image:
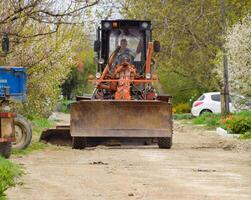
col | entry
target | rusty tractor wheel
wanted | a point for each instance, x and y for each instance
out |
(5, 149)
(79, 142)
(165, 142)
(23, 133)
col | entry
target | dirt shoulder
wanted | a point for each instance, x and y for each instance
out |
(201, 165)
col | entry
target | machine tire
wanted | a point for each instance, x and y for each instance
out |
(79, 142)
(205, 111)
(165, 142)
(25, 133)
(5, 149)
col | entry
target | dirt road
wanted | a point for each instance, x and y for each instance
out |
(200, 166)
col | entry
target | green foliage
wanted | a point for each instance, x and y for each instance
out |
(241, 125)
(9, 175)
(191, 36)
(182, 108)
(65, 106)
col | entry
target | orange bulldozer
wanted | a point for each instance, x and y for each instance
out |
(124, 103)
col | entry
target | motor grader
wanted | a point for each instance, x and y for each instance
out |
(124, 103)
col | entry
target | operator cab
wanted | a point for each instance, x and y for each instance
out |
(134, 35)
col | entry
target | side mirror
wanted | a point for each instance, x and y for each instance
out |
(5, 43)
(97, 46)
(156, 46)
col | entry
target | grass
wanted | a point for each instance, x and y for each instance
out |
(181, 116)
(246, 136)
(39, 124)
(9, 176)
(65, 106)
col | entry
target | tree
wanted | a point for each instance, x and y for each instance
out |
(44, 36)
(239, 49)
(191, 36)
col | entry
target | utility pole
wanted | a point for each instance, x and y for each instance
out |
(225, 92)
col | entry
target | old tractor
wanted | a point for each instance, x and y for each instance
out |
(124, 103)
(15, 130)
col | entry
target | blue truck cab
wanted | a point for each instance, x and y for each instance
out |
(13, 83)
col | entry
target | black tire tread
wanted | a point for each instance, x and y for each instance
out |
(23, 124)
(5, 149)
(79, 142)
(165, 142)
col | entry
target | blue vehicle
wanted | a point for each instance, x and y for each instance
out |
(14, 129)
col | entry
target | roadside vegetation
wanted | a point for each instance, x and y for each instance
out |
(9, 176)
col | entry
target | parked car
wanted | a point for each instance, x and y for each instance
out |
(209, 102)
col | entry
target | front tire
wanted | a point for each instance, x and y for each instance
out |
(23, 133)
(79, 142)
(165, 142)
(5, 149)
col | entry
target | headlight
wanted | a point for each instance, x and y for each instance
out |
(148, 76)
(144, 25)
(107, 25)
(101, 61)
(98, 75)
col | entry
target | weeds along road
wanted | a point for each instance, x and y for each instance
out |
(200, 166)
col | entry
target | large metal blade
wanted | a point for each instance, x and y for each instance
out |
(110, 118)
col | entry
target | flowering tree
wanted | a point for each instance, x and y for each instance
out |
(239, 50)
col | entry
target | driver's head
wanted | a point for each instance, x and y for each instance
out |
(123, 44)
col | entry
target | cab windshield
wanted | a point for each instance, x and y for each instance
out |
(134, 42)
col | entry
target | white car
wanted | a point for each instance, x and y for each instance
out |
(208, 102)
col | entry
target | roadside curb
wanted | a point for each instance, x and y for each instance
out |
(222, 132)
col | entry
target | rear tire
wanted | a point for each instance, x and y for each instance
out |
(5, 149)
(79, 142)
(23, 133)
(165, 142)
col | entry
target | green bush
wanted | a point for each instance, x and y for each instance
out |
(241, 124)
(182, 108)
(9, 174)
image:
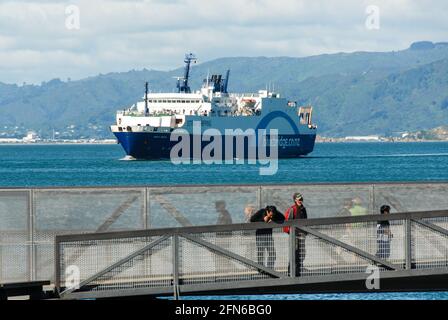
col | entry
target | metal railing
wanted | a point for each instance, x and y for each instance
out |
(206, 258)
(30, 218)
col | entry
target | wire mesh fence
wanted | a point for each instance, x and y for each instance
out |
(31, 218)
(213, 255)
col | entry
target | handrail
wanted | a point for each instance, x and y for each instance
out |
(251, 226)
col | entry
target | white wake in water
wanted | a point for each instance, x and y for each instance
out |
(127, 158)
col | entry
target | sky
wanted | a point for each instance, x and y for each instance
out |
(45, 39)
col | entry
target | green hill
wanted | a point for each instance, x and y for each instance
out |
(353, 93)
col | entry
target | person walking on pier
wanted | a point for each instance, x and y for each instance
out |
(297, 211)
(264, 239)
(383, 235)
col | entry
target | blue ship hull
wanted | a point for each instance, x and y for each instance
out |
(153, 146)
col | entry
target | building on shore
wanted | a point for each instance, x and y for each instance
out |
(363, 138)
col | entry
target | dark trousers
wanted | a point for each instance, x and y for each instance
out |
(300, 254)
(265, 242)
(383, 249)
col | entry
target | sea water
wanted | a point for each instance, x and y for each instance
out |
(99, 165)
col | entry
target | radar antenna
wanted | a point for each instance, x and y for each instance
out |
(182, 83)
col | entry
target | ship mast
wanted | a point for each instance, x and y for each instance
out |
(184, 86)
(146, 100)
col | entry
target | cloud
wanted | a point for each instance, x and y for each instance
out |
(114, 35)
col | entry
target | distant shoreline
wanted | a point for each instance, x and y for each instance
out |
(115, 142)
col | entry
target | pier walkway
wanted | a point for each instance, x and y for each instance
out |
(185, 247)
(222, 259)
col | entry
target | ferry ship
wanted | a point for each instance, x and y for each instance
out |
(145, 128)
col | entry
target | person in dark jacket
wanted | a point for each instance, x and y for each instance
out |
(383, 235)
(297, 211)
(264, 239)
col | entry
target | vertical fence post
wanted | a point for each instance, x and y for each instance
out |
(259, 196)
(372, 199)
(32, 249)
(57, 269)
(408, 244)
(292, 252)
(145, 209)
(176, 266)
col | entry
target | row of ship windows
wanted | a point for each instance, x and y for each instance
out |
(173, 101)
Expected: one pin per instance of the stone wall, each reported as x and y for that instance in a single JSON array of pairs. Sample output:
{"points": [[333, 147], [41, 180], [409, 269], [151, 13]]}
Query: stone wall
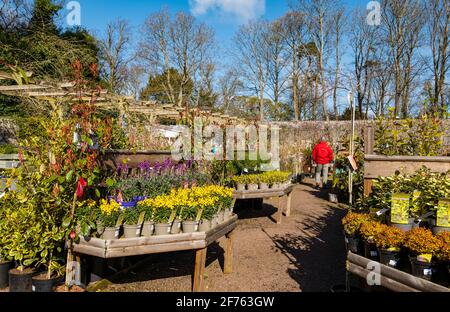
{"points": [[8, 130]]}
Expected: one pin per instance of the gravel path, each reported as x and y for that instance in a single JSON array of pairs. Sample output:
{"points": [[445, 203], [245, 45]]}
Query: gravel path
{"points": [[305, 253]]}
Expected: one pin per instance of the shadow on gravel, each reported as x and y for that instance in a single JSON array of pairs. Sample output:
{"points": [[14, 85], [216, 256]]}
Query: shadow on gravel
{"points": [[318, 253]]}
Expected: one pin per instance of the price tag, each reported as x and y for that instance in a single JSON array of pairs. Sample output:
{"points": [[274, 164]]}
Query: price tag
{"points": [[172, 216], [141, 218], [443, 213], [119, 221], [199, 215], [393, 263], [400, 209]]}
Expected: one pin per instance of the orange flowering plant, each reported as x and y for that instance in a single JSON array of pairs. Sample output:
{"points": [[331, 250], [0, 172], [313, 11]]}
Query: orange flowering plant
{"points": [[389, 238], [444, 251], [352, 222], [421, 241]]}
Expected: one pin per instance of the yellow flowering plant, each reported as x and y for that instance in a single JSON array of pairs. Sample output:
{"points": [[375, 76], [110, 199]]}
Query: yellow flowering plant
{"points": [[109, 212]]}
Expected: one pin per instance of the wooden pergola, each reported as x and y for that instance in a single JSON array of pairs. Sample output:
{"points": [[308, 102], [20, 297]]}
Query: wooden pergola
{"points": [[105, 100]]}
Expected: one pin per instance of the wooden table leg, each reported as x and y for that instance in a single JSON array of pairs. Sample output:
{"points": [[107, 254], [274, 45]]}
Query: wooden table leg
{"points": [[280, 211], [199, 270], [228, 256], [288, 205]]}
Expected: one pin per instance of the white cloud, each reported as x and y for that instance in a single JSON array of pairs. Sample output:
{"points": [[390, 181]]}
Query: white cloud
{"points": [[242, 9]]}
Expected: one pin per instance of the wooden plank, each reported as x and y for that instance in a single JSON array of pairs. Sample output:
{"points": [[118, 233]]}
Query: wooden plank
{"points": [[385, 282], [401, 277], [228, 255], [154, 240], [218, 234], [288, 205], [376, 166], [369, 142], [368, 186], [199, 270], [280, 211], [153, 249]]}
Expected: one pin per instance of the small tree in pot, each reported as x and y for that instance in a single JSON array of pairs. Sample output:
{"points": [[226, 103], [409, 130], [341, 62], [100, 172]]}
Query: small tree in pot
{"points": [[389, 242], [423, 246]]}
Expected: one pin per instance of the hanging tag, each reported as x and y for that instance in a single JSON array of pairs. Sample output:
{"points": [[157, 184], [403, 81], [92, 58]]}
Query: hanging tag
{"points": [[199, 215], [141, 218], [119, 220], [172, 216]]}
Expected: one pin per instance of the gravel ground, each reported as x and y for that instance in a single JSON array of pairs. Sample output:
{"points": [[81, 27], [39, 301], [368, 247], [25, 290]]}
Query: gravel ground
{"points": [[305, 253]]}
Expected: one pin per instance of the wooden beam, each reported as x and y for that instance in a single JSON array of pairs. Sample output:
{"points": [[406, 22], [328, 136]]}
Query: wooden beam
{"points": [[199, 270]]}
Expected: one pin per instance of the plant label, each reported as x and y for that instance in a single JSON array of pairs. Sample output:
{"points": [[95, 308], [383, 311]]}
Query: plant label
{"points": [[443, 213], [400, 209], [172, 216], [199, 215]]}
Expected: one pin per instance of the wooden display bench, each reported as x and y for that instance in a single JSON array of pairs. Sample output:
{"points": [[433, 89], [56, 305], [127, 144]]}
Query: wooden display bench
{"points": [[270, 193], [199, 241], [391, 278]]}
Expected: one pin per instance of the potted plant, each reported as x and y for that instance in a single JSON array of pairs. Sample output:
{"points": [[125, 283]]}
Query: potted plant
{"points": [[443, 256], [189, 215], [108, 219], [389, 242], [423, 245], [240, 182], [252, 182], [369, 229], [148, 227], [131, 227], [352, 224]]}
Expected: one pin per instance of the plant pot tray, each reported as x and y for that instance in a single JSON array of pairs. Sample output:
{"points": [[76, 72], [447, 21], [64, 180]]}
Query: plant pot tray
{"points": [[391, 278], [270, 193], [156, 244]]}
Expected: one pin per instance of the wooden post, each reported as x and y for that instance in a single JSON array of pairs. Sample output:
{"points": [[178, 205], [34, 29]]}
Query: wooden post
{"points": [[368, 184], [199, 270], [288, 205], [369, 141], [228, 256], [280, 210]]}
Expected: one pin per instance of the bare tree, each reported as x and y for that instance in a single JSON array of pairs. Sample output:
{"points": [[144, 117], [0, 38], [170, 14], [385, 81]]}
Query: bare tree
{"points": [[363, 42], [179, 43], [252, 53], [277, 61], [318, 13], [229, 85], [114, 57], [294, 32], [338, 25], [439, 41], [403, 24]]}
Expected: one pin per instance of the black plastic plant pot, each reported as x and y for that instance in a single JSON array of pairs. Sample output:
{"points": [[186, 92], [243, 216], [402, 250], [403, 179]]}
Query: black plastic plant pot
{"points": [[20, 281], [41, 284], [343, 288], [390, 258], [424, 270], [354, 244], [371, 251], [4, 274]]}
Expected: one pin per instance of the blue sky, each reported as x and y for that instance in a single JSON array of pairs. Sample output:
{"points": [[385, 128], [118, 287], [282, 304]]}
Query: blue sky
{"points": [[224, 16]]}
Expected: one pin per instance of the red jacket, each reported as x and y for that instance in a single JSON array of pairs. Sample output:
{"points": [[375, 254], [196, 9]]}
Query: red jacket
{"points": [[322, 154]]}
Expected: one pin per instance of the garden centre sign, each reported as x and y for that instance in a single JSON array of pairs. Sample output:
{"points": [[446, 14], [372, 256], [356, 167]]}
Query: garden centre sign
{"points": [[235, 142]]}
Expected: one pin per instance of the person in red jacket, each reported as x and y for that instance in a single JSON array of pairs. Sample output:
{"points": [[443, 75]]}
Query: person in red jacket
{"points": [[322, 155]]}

::::

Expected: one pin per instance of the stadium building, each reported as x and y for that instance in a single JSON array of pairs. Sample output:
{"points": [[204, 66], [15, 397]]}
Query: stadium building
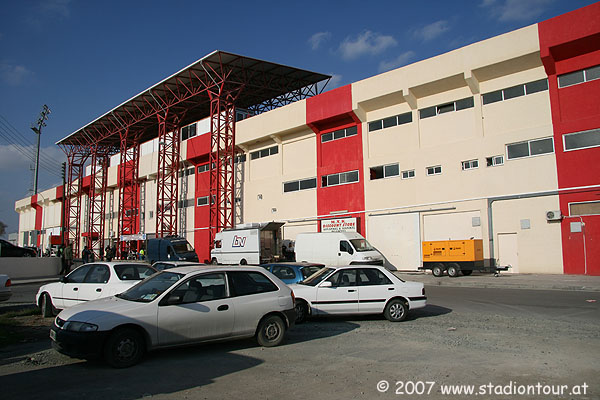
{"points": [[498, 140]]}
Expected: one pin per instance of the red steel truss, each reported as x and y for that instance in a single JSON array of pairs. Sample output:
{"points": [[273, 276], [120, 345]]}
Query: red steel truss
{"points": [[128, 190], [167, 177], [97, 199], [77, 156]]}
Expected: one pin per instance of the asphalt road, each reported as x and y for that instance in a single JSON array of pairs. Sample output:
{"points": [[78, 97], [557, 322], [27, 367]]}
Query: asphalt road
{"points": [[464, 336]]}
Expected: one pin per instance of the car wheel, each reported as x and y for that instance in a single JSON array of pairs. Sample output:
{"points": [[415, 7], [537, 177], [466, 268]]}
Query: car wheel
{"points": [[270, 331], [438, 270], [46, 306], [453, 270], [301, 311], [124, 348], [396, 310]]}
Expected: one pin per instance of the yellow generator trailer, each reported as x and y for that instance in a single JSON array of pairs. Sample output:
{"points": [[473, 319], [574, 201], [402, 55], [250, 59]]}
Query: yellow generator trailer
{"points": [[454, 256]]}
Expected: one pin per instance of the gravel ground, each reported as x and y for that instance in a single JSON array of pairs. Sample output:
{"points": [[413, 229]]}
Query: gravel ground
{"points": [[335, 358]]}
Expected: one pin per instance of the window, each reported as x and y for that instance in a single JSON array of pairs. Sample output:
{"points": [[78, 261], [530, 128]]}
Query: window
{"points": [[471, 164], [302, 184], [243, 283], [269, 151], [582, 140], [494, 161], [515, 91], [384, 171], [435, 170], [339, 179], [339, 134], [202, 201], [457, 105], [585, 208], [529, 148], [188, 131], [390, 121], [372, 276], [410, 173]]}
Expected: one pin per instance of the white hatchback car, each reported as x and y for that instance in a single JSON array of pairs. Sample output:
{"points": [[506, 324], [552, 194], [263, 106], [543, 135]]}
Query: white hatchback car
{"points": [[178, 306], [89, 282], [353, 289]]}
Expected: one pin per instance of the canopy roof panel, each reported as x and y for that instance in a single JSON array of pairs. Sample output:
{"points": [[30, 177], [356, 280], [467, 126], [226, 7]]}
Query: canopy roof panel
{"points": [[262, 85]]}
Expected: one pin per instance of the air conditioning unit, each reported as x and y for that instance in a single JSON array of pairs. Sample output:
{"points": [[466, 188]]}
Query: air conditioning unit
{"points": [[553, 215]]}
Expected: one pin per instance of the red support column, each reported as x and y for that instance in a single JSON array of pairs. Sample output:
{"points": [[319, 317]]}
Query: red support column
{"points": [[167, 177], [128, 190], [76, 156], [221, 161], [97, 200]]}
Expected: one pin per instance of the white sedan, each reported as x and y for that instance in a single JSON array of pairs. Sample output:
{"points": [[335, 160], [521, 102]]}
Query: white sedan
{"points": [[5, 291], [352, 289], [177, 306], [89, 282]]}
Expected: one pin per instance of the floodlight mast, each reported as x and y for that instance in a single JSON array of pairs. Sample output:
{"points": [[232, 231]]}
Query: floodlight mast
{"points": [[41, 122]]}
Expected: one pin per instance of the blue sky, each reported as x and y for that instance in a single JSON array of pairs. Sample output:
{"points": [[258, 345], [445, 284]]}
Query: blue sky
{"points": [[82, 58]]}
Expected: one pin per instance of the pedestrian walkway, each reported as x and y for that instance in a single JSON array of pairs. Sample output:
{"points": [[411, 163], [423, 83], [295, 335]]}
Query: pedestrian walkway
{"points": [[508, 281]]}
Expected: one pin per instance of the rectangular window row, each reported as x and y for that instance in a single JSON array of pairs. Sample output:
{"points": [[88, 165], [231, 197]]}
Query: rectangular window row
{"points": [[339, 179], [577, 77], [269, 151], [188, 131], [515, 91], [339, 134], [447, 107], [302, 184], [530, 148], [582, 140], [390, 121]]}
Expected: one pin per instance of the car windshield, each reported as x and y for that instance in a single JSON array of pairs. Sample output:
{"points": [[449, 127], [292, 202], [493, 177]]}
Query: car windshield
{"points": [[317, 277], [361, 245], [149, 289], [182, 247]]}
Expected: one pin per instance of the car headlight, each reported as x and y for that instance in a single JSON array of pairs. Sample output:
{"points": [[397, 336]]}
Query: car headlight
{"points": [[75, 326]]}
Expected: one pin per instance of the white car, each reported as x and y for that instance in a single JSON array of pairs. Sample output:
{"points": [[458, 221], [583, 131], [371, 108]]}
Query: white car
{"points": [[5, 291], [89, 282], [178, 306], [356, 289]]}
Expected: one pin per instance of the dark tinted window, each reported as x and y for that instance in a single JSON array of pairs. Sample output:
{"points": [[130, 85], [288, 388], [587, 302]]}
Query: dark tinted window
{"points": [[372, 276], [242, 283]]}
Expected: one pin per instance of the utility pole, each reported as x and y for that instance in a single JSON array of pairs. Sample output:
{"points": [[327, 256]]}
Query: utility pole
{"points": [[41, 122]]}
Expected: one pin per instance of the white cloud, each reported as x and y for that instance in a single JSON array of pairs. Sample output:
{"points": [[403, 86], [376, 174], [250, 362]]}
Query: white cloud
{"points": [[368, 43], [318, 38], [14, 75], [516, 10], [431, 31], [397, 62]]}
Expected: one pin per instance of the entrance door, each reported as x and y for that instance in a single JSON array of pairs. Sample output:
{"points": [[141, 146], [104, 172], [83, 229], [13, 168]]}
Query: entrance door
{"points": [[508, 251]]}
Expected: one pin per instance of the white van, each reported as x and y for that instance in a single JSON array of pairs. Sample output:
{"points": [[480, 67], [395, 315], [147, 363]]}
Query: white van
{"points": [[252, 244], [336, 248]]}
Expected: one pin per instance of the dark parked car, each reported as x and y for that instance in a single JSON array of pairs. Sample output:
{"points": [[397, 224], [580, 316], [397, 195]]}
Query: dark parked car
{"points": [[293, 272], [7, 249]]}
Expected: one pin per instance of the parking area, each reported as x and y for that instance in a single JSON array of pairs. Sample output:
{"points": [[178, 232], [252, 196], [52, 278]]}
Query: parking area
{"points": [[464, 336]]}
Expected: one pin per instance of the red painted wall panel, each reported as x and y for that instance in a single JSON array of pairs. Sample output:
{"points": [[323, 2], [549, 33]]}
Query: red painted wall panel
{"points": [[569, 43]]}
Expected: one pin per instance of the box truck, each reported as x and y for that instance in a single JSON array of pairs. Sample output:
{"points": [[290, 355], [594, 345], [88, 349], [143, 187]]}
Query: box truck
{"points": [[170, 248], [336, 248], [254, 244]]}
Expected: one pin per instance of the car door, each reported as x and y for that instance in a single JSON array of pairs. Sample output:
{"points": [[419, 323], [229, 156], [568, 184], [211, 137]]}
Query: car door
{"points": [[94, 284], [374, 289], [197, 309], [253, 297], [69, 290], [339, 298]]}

::::

List every line of the rows above that contains the word "plank". Case counts.

Expected: one pin per instance of the wooden plank, each reported as x and y for that instance in a single JSON array of pairs. Sample output:
Query: wooden plank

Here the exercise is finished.